Anyway, I think the overuse of current pop culture and current celebrities is really laziness in marketing. The thought is that using popular celebrities makes an easier connection with the guests since the guest already know the celebrity's personna, etc. In other words, "Sounds Dangerous with Drew Carey" is an easier sell than just "Sounds Dangerous", since we all know that Drew Carey's on-screen personality is light, humorous entertainment.

And they're right: it does work - up to a point. One, as everyone here has mentioned, is that using Ellen or Drew is fine when they're popular but most celebrities are not timeless as thus are soon forgotten. For example, imagine if the American Adventure was hosted by an animatronic Larry Hagman instead of Mark Twain (Dallas was huge in the early 80's when EPCOT was built).

Second, celebrities are only useful if you know who they are. Not only are there foreign visitors, but (contrary to what Hollywood execs likely think) not everybody watched or even knows who Ellen and Drew are.

So I guess my point is that using celebs as themselves is fine as long as they are very widely known *and* you are planning to replace or update that ride in a few years. Other rides - particularly the large, expensive E-tickets that you want to last for decades - need to be timeless. Timeless rides may be tougher to market, but you get to amortize that effort over a much longer period of time.

Allison said...

No one has even mentioned the "rights" nightmare there always is when using celebrities. But for the most part, I agree with Mr. Dawes...we built a whole park DMGM, for this type of entertainment purpose. DMGM is the synergy park...whatever is new and exciting in the entertainment world goes there and it is expected that things will change frequently. Unfortunatly, that's not what is really happening. There was supposed to be a turn-key stage where they could go in and put a new show in very easily and quickly with each new hot property. Voyage of the Little Mermaid was to be one of these, but it has never been hurtin' for popularity so it has stayed.

> **MATERIAL PROVIDED**
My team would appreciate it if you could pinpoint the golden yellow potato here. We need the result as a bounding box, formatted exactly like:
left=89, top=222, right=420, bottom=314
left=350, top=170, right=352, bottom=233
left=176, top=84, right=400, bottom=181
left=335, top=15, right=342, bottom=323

> **TO BE DONE**
a. Write out the passage on celebrity-hosted rides from "Second, celebrities are" up to and including "and Drew are.".
b. Replace "golden yellow potato" with "red onion" throughout the records and give them again with nothing else changed.

> **WRITTEN ANSWERS**
a.
Second, celebrities are only useful if you know who they are. Not only are there foreign visitors, but (contrary to what Hollywood execs likely think) not everybody watched or even knows who Ellen and Drew are.

b.
My team would appreciate it if you could pinpoint the red onion here. We need the result as a bounding box, formatted exactly like:
left=89, top=222, right=420, bottom=314
left=350, top=170, right=352, bottom=233
left=176, top=84, right=400, bottom=181
left=335, top=15, right=342, bottom=323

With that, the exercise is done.